## Bloco de texto
^^^^^^^^
# Trovoada em Montemor-o-Novo 09/12/2010



## vagas (9 Dez 2010 às 20:20)

Boas tirei algumas fotos da Trovoada que passou perto daqui, desde já a minha desculpa pela qualidade mas ainda sou novato no mundo da fotografia e sem tripé torna.se muito difícil mesmo

















































Espero que gostem


----------



## Gil_Algarvio (9 Dez 2010 às 20:24)

Boas fotos!! Parabens!!!

Deixo aqui também o meu video de ainda a pouco gravado a partir do Alto de São Bento!!


----------



## Gil_Algarvio (9 Dez 2010 às 20:31)

E mais umas fotos!!


----------



## ecobcg (9 Dez 2010 às 20:38)

vagas disse:


> Boas tirei algumas fotos da Trovoada que passou perto daqui, desde já a minha desculpa pela qualidade mas ainda sou novato no mundo da fotografia e sem tripé torna.se muito difícil mesmo



Muito boas as fotos!!
E o céu estava um espectáculo, iluminado pelos relâmpagos!


----------



## ecobcg (9 Dez 2010 às 20:39)

Gil_Algarvio disse:


> E mais umas fotos!!


----------



## Lousano (9 Dez 2010 às 21:14)

Para novato está um material muito bom.

Parabéns!


----------



## Chasing Thunder (9 Dez 2010 às 21:58)

Fotos maravilhosas


----------



## Vince (9 Dez 2010 às 22:43)

vagas disse:


> Boas tirei algumas fotos da Trovoada que passou perto daqui, desde já a minha desculpa pela qualidade mas ainda sou novato no mundo da fotografia e sem tripé torna.se muito difícil mesmo
> 
> 
> 
> ...




Muito boas, esta fotografia é bastante invulgar, nunca tinha visto raios naquilo que parece ser uma roll cloud (pelo menos parece-me) que é formada pelo ar frio da chuva que desce na corrente descendente avançando depois esse ar frio na horizontal podendo criar essas nuvens rolo (ou também as shelf cloud), mas por norma já está um pouco afastada da zona onde há raios e chuva e a mais baixa altitude, provavelmente formou-se logo muito próximo da corrente descendente e ainda bastante alta dada a temperatura e humidade relativamente elevada que havia próximo da superfície.
^^^^^^^^
[Registos guardados]
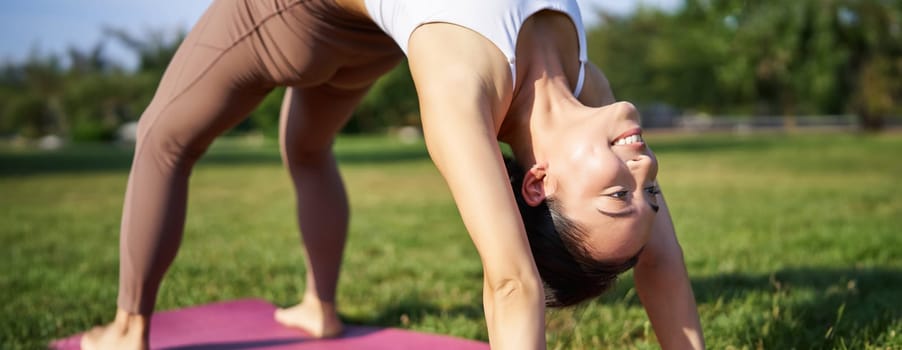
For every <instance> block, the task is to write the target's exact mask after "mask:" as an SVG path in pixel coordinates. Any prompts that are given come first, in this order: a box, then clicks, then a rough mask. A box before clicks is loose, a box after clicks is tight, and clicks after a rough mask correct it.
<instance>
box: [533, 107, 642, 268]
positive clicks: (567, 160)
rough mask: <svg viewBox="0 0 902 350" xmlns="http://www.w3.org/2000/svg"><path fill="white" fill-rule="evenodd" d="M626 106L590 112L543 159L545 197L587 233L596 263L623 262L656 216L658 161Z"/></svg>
mask: <svg viewBox="0 0 902 350" xmlns="http://www.w3.org/2000/svg"><path fill="white" fill-rule="evenodd" d="M641 133H642V129H641V128H640V127H639V113H638V112H637V111H636V108H635V107H634V106H633V105H632V104H630V103H625V102H621V103H615V104H612V105H609V106H605V107H602V108H593V109H592V111H591V112H589V113H586V114H585V116H584V117H580V120H579V122H577V123H574V124H573V125H572V126H570V127H568V128H565V129H562V131H561V134H559V135H555V139H556V140H558V142H556V143H555V144H554V145H552V146H551V148H550V149H549V152H548V153H547V155H546V156H547V165H546V166H547V168H546V178H545V185H546V186H545V189H546V195H547V196H549V197H554V199H555V200H556V201H557V203H559V204H560V206H561V207H562V210H563V213H564V215H566V216H567V217H569V218H570V219H571V220H573V221H575V222H576V223H577V224H580V225H581V226H583V227H584V228H586V230H587V232H588V235H587V241H586V242H584V243H585V247H586V248H587V249H588V251H589V253H590V254H591V255H592V256H593V257H595V258H596V259H599V260H604V261H612V262H615V261H616V262H621V261H625V260H627V259H629V258H631V257H632V256H634V255H636V254H638V252H639V251H640V250H641V249H642V248H643V247H644V246H645V243H646V242H647V241H648V237H649V233H650V231H651V227H652V223H653V221H654V217H655V213H656V212H657V208H658V205H659V204H658V202H657V197H658V196H657V192H658V187H657V182H656V176H657V173H658V161H657V159H655V155H654V153H652V151H651V149H649V148H648V147H647V146H646V144H645V142H644V141H643V139H642V136H641Z"/></svg>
^^^^^^^^
## Exercícios
1. Indique se cada afirmação concorda com o tópico sobre a trovoada, respondendo sim ou não e citando as palavras do texto que o decidem: (a) vagas afirma que ainda é novato no mundo da fotografia; (b) Gil_Algarvio gravou o vídeo a partir do Alto de São Bento; (c) Vince diz que já tinha visto raios numa roll cloud muitas vezes.
2. Nos registos, desde o início até à linha com "rough mask: <svg", inclusive, renomeie "instance" para "item" sem alterar mais nada. Apresente apenas essas linhas e deixe as imagens de fora.

## Respostas escritas
1.
(a) Sim: "ainda sou novato no mundo da fotografia".
(b) Sim: "gravado a partir do Alto de São Bento".
(c) Não: "nunca tinha visto raios naquilo que parece ser uma roll cloud".

2.
For every <item> block, the task is to write the target's exact mask after "mask:" as an SVG path in pixel coordinates. Any prompts that are given come first, in this order: a box, then clicks, then a rough mask. A box before clicks is loose, a box after clicks is tight, and clicks after a rough mask correct it.
<item>
box: [533, 107, 642, 268]
positive clicks: (567, 160)
rough mask: <svg viewBox="0 0 902 350" xmlns="http://www.w3.org/2000/svg"><path fill="white" fill-rule="evenodd" d="M626 106L590 112L543 159L545 197L587 233L596 263L623 262L656 216L658 161Z"/></svg>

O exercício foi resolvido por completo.